Directions for this task: Transcribe the material below word for word, starting at the line that contains "Could you put a marker on each instance of the colorful" and ending at the line that contains "point(272, 277)", with both of those lines included.

# Start of Stored records

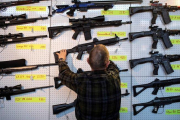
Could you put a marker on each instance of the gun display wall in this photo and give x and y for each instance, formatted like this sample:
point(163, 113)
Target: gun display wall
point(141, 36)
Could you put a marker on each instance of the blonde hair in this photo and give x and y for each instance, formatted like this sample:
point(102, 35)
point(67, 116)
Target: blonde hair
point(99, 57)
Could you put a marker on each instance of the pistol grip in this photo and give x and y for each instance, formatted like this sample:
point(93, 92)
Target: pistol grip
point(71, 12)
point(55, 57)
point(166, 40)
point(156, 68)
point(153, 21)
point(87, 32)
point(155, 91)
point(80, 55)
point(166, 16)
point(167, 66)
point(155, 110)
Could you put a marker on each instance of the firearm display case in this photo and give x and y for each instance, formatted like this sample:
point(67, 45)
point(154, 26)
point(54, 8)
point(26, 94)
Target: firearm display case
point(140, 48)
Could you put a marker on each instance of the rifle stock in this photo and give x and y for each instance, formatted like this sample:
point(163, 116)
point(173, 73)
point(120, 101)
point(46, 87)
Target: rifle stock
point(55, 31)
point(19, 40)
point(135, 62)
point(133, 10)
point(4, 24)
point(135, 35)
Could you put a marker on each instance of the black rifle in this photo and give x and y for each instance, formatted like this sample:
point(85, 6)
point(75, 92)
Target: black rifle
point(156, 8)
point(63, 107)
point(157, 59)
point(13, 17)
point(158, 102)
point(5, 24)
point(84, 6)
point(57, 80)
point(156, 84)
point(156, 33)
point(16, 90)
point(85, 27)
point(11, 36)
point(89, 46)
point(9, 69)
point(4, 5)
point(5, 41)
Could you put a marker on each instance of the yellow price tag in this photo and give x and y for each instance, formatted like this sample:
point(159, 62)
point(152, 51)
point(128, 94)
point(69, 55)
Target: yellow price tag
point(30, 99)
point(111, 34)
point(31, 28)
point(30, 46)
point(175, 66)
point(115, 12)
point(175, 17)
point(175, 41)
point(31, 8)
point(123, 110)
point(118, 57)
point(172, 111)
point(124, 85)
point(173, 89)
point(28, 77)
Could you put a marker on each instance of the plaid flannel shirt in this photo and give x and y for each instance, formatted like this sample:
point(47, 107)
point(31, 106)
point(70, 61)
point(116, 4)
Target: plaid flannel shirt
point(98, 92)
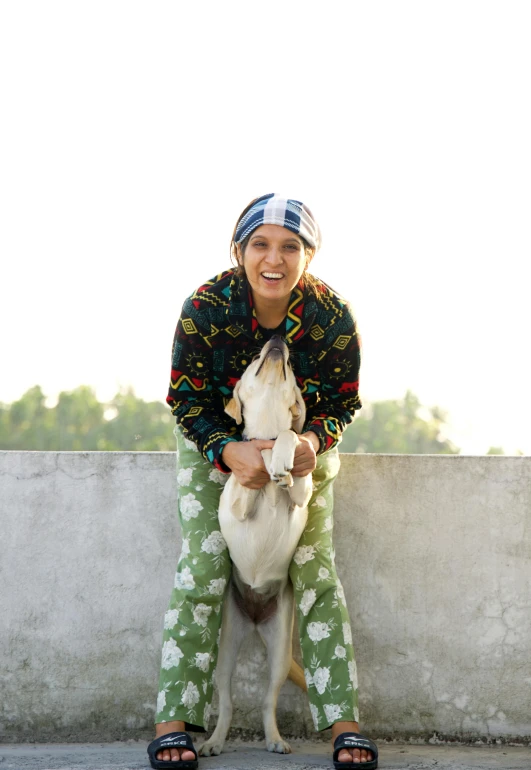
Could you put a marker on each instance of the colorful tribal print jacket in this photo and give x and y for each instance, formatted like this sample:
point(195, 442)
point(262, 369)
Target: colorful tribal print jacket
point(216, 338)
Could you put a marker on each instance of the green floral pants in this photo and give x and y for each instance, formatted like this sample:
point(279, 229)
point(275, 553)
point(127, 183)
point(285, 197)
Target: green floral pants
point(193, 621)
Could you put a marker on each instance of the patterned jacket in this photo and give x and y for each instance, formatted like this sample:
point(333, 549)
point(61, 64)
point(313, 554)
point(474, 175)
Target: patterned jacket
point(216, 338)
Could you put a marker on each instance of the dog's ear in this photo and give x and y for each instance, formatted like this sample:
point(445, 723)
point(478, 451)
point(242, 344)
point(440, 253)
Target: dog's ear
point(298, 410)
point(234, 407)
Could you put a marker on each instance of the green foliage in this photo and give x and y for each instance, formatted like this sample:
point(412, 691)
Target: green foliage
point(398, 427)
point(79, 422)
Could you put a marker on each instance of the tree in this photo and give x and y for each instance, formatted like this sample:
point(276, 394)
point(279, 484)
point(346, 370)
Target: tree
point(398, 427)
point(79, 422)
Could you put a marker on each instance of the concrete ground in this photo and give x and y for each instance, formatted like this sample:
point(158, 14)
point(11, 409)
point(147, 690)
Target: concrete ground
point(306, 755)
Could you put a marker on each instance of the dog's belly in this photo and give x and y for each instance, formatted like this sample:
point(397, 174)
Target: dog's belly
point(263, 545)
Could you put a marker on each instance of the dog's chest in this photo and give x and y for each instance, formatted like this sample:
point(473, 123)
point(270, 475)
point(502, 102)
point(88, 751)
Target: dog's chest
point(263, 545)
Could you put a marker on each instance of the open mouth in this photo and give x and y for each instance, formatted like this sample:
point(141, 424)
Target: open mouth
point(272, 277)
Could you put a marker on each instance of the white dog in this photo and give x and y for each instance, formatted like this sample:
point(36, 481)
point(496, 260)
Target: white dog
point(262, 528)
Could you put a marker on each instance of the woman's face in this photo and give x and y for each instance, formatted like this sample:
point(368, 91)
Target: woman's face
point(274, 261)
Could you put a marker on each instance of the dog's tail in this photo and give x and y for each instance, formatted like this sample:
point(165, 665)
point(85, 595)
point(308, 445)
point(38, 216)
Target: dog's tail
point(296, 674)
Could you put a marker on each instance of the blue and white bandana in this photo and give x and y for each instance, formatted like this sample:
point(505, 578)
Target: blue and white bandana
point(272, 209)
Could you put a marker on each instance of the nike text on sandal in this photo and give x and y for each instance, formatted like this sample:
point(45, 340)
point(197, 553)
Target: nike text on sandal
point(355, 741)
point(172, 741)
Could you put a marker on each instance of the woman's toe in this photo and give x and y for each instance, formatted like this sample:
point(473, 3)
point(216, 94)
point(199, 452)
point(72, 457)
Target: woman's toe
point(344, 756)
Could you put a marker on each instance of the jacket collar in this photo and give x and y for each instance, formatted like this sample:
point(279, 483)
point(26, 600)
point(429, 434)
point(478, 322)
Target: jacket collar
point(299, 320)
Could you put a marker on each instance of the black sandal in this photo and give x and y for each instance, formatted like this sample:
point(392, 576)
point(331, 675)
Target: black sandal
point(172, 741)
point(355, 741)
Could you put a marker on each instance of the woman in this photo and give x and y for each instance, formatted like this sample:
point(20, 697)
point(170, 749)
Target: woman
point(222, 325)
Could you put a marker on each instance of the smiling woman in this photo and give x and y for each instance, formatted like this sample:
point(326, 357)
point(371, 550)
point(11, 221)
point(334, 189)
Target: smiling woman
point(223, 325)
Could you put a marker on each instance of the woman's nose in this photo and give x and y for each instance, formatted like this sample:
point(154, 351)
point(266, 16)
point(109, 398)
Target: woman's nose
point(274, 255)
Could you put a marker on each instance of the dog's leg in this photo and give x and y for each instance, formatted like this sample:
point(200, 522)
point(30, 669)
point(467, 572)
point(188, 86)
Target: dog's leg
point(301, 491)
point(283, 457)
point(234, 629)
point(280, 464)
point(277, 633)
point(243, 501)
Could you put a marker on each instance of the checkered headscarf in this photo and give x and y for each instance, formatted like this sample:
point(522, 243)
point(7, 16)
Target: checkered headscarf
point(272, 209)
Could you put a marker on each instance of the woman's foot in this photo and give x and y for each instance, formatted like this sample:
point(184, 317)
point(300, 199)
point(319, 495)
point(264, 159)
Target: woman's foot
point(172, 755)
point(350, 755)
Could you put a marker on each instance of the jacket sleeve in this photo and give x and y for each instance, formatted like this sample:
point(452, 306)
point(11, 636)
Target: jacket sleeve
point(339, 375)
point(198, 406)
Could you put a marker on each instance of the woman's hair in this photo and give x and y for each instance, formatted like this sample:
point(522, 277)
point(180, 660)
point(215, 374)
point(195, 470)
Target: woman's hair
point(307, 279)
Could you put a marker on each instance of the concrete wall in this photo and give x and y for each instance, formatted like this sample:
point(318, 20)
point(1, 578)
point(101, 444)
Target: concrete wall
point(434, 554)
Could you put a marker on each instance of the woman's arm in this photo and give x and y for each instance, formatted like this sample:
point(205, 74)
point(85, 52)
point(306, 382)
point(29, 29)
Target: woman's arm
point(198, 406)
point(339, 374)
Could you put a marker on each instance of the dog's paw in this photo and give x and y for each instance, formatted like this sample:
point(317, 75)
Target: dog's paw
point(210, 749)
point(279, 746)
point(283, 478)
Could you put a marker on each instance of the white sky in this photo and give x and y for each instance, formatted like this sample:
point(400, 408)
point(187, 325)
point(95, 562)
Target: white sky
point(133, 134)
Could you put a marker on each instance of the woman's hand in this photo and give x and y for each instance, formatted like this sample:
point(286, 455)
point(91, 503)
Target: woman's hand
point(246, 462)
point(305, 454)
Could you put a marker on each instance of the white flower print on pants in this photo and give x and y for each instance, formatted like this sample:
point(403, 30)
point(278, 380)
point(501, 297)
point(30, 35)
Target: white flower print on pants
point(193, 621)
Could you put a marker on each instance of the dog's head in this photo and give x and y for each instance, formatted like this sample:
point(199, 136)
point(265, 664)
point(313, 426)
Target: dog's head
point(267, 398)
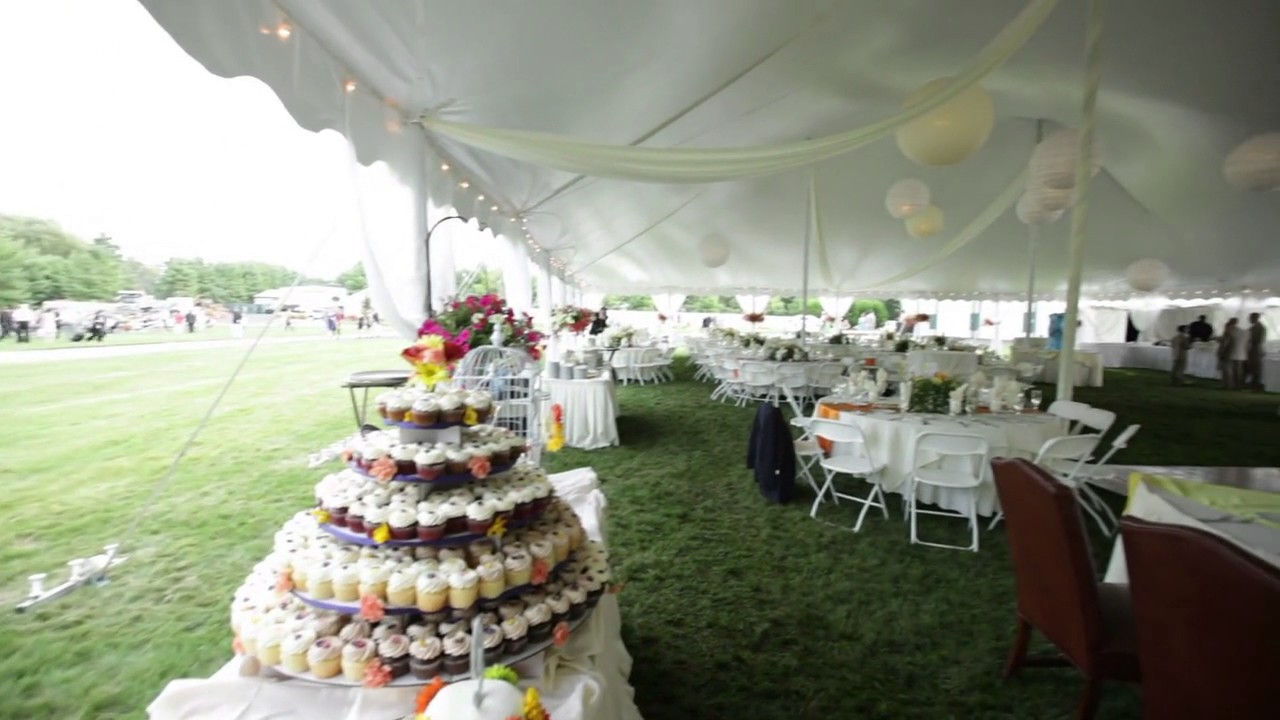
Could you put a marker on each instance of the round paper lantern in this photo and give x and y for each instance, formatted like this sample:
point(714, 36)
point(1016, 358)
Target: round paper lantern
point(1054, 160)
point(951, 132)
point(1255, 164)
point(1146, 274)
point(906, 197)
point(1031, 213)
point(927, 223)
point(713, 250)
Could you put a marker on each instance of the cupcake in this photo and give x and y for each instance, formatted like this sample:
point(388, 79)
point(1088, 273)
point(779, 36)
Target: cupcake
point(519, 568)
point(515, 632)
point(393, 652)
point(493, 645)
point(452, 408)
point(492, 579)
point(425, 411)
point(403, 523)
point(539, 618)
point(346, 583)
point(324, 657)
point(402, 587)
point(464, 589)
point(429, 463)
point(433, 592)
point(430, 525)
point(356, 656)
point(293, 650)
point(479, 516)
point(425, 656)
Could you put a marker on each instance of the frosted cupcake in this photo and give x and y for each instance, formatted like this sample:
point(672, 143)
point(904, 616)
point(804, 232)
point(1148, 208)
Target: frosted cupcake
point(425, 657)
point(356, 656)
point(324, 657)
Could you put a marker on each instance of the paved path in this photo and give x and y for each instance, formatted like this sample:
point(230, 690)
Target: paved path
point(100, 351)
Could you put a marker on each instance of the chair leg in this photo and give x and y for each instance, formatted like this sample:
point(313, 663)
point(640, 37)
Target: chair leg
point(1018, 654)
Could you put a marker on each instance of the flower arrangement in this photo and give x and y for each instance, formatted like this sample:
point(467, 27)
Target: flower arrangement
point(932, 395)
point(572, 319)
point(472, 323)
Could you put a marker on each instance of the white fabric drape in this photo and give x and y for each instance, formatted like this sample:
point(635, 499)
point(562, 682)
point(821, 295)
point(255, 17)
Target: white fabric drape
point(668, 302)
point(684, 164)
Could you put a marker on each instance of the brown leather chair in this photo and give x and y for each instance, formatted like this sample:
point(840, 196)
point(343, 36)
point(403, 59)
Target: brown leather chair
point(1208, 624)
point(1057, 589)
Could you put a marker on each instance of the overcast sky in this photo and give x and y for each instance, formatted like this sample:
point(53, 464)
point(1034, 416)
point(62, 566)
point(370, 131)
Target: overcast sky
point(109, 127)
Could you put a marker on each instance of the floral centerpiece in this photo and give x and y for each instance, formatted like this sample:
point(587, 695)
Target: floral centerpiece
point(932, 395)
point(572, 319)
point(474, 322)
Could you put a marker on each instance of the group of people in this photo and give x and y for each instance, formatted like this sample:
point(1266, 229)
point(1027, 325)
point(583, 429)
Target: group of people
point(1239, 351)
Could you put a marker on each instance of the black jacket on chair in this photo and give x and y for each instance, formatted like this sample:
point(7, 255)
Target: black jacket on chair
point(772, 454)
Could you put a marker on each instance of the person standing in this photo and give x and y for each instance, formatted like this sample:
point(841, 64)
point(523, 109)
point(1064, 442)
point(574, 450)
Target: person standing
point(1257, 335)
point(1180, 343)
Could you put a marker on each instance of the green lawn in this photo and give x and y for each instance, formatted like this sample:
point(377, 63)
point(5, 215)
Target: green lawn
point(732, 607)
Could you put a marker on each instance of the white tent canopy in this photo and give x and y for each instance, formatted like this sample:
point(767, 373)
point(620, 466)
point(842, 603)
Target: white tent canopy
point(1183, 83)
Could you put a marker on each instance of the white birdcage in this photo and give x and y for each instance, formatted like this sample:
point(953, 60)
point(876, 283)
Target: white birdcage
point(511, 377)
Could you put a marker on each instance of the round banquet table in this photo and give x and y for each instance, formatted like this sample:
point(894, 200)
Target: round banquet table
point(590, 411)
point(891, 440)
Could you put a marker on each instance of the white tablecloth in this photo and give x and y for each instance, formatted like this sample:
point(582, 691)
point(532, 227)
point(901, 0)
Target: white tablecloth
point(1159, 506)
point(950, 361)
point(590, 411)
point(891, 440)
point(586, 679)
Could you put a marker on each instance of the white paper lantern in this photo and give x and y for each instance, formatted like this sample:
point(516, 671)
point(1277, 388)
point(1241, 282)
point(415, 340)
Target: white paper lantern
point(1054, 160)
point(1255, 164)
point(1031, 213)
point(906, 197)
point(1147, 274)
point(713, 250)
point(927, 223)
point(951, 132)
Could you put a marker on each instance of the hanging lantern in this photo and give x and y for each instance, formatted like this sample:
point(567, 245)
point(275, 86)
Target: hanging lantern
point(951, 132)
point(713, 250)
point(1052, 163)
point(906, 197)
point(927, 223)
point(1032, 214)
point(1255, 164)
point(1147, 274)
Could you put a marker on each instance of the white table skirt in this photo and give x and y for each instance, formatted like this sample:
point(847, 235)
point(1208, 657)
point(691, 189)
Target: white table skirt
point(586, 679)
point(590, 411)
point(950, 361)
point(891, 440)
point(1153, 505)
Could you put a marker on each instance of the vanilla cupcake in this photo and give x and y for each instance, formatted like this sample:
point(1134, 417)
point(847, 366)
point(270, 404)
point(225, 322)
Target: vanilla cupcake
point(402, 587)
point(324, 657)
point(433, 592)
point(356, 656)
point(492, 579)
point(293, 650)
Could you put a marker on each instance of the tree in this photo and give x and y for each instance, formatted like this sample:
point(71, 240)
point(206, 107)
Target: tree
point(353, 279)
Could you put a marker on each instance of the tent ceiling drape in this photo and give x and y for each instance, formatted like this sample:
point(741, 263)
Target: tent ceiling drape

# End of Stored records

Reply:
Could you put a marker on each instance of the colorful tribal print jacket in this photo and give x and y for each instance, formatted like this sample:
point(195, 442)
point(262, 369)
Target: colorful tribal print jacket
point(216, 338)
Could you put a marker on each instance of the green floral pants in this photo and give x and y for each instance, formatted like this sample:
point(279, 229)
point(275, 553)
point(127, 183)
point(285, 197)
Target: green floral pants
point(193, 621)
Could you put a marker on each instance of the patterned jacket in this photo and give x and y for each instance, formatted like this sample:
point(333, 549)
point(61, 64)
point(313, 554)
point(474, 175)
Target: patterned jacket
point(216, 338)
Could you put a marker on each instance of the dog's ear in this photo and give x and y for each instance, formatted like this sample:
point(445, 723)
point(478, 451)
point(242, 344)
point(440, 253)
Target: dog's ear
point(298, 410)
point(234, 407)
Could you put a marker on each instance of the green foliage in this photo and give x and y for each instance, formatted like this sample:
point(412, 691)
Target: green foliage
point(398, 427)
point(79, 422)
Could you put a marker on each instance of the tree in this photo and give x and y for each instance, formatted like this sample:
point(276, 394)
point(279, 484)
point(346, 370)
Target: tree
point(398, 427)
point(79, 422)
Could you put a marker on each instance of the concrete ground in this photo and give x and y for each instance, formatted like this sample:
point(158, 14)
point(11, 409)
point(147, 690)
Target: concrete ground
point(306, 755)
Could you put a marker on each instance of the dog's belly in this photo and give x and y for each instance, formatted like this sample:
point(397, 174)
Target: dog's belly
point(263, 545)
Could you put a marker on each instance of the dog's chest in this photo and give x and y for each instance, formatted like this sample:
point(473, 123)
point(270, 475)
point(502, 102)
point(88, 751)
Target: dog's chest
point(263, 545)
Could you put a marker on each instance of the open mouth in this photo and give x and y for each instance, formatted like this sample:
point(141, 424)
Target: open mouth
point(272, 277)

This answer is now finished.